PROMPT: Condense the paragraph of the Postal Service article below that begins "Last week, the mail carrier reported" into a short bulleted list that retains its main facts.

*** Opening of EXCERPT TO READ ***

Several protesters briefly interrupted Postmaster General Patrick Donahoe's speech at the National Press Club on Nov. 21, while another group protested outside. (J. Lee / Staff)
The U.S. Postal Service faces yearly losses of $10 billion to $15 billion if Congress doesn't act soon to give it more management freedom, Postmaster General Patrick Donahoe warned Monday.
"We simply don't have the ability to cut our costs fast enough," Donahoe said in a luncheon speech at the National Press Club. "Congress needs to step back and look at the Postal Service as a business."
So far, however, neither the House nor Senate appears inclined to grant the kind of operating flexibility Donahoe is seeking. Under a bill approved this month by the Senate Homeland Security and Governmental Affairs Committee, the Postal Service would have to continue Saturday mail delivery for at least another two years — a step that Donahoe said would mean $3 billion in annual costs. And a rival measure pushed by House Republicans could put the Postal Service under the control of a specially appointed oversight panel.
"We really don't need another board telling us what to do," Donahoe said.
There is also no sign that lawmakers are anywhere close to a final agreement on a USPS overhaul; some analysts don't expect any such deal until after next November's elections. "You know the phrase, ‘Speed kills?' " Donahoe asked. "Well, lack of speed will kill the U.S. Postal Service."
Last week, the mail carrier reported a net loss of $5.1 billion for fiscal 2011, driven by a steady decline in profitable first-class mail use. The amount of red ink would have been much higher, except that Congress agreed to defer a $5.5 billion payment into a retiree health care fund originally due on Sept. 30, the final day of the fiscal year. That payment is now due Dec. 16, but USPS officials have said they lack the cash to make it.
Donahoe also voiced hope that the Postal Service can reach agreement on two new union contracts without resorting to arbitration. Existing agreements with the National Association of Letter Carriers and the National Postal Mail Handlers Union officially expired at midnight Sunday, but all sides opted to continue negotiations through Dec. 7. In a news conference following Donahoe's speech, NALC President Fredric Rolando said the union is exploring a "new approach" to health benefits that could save up to $20 billion over the next decade. Rolando declined to go into details, but acknowledged that one possible change could require retirees to use Medicare instead of the Federal Employees Health Benefits Program for their primary health coverage.
Several protesters briefly interrupted Donahoe's speech, chanting, "We are the 99 percent," and "Don't privatize the post office. It's a public service," before being led out by security. Donahoe's appearance also drew about 30 demonstrators to the sidewalk outside the Press Club, where they objected to what they described as plans to cut jobs and to privatize the Postal Service.

*** Close of EXCERPT TO READ ***
*** Opening of EXTRACTED ENTRIES ***

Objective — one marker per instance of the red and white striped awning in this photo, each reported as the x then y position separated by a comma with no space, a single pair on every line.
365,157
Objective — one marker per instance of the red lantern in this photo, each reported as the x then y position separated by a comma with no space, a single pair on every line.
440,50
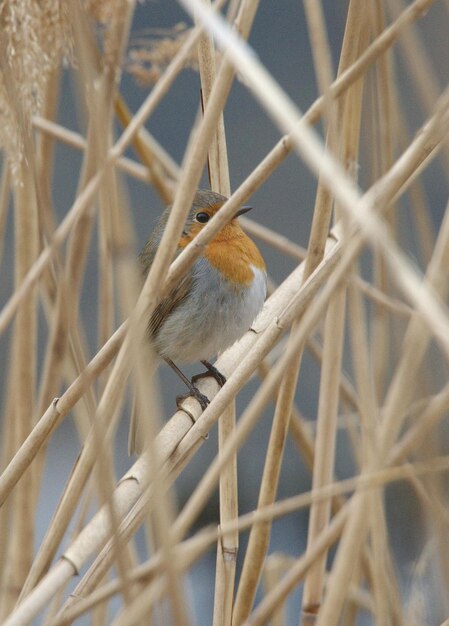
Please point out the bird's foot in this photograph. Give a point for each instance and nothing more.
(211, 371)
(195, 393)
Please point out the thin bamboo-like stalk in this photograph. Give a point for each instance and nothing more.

*** Close of EXTRACTED ENTRIES ***
*** Opening of EXTRACTED ENTRIES ***

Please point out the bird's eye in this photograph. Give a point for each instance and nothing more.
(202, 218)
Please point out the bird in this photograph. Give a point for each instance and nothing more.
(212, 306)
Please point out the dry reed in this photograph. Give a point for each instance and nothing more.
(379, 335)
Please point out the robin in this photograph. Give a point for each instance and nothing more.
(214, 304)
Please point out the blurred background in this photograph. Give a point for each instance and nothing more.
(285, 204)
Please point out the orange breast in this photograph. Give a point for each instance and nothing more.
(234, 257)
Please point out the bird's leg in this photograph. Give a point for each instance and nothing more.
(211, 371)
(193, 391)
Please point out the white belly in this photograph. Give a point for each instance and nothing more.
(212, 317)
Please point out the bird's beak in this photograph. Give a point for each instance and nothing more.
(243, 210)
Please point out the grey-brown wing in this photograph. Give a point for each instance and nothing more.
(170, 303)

*** Close of EXTRACTED ENTRIES ***

RESPONSE TO THIS EXERCISE:
- The Postal Service reported a net loss of $5.1 billion for fiscal 2011.
- A steady decline in profitable first-class mail use drove the loss.
- The loss would have been much larger had Congress not deferred a $5.5 billion retiree health care payment originally due Sept. 30, the last day of the fiscal year.
- That payment is now due Dec. 16, but USPS officials have said they lack the cash to make it.